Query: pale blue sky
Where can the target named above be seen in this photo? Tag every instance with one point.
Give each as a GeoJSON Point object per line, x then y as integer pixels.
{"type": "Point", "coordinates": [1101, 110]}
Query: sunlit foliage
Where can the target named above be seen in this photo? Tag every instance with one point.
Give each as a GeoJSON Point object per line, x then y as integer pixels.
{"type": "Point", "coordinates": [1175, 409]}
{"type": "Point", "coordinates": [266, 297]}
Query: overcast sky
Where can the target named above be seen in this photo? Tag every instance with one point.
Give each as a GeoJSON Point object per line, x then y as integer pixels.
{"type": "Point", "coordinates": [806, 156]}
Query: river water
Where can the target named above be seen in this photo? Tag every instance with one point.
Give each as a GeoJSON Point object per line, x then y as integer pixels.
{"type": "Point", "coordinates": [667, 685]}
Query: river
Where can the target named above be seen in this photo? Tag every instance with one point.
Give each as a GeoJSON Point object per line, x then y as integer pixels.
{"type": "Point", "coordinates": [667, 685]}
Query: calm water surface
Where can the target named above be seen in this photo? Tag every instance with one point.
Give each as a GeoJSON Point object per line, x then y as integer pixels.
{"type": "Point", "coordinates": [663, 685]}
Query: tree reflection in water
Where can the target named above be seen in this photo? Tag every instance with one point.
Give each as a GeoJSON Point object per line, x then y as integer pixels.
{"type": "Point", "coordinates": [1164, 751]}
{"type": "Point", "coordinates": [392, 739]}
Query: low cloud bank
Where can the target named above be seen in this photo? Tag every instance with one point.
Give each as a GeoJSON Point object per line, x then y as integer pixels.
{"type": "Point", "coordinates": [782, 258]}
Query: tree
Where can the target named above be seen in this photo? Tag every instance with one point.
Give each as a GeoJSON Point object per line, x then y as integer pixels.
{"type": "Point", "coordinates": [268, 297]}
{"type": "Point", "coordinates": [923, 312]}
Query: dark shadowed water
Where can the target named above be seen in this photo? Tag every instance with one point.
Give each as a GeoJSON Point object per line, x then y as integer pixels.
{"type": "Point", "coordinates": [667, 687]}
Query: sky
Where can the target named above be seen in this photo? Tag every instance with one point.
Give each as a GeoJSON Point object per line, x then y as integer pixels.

WRITTEN PROBLEM —
Each of the records should be retyped exactly.

PROBLEM SOLUTION —
Query: pale blue sky
Where can the target named above be seen in this photo? Tag every instance with one point.
Give each as a GeoJSON Point object per line, x then y as integer pixels.
{"type": "Point", "coordinates": [1101, 110]}
Query: sunlit foliage
Where can the target named above be seen in this photo? Tag every instance with one point.
Give each as a GeoJSON Point object per line, x then y as integer pixels.
{"type": "Point", "coordinates": [1175, 409]}
{"type": "Point", "coordinates": [266, 297]}
Query: overcast sky
Where can the target named above be seen in this photo? Tag every instance with one point.
Give each as a GeoJSON Point object per line, x then y as integer pixels.
{"type": "Point", "coordinates": [806, 156]}
Query: river water
Where can the target named above be seen in this photo? Tag every instance with one point.
Give each as a GeoJSON Point object per line, x then y as integer pixels.
{"type": "Point", "coordinates": [667, 685]}
Query: river
Where can the target named above be seen in this photo? Tag every instance with one point.
Give each as a GeoJSON Point object per line, x then y as integer pixels.
{"type": "Point", "coordinates": [667, 685]}
Query: calm water surface
Where can the target named above be seen in this photo? Tag every instance with one point.
Give each as a GeoJSON Point object per line, x then y as integer pixels.
{"type": "Point", "coordinates": [663, 685]}
Query: tree reflection in water
Where can the target named above be seen in this photo? Tag every instance with one point.
Give each as a GeoJSON Point object per line, x then y as integer pixels.
{"type": "Point", "coordinates": [1164, 751]}
{"type": "Point", "coordinates": [392, 739]}
Query: low cloud bank
Where can the target named above be seen in this photo? Tag every instance with one point.
Give each as a GeoJSON Point object per line, x then y as integer pixels.
{"type": "Point", "coordinates": [782, 258]}
Query: tree
Where can the target named above be seen in this photo? Tag every instance with one point.
Give each as a GeoJSON Point object per line, x then y as integer pixels.
{"type": "Point", "coordinates": [268, 297]}
{"type": "Point", "coordinates": [923, 312]}
Query: dark shadowed water
Where can the target named above be seen in this photo? Tag every instance with one point.
Give each as a GeoJSON Point object per line, x then y as integer pixels.
{"type": "Point", "coordinates": [667, 687]}
Query: sky
Where can the target named above be seen in this photo? Tag every instance with one point.
Give each as a GeoJSON Point object per line, x then y as integer pixels.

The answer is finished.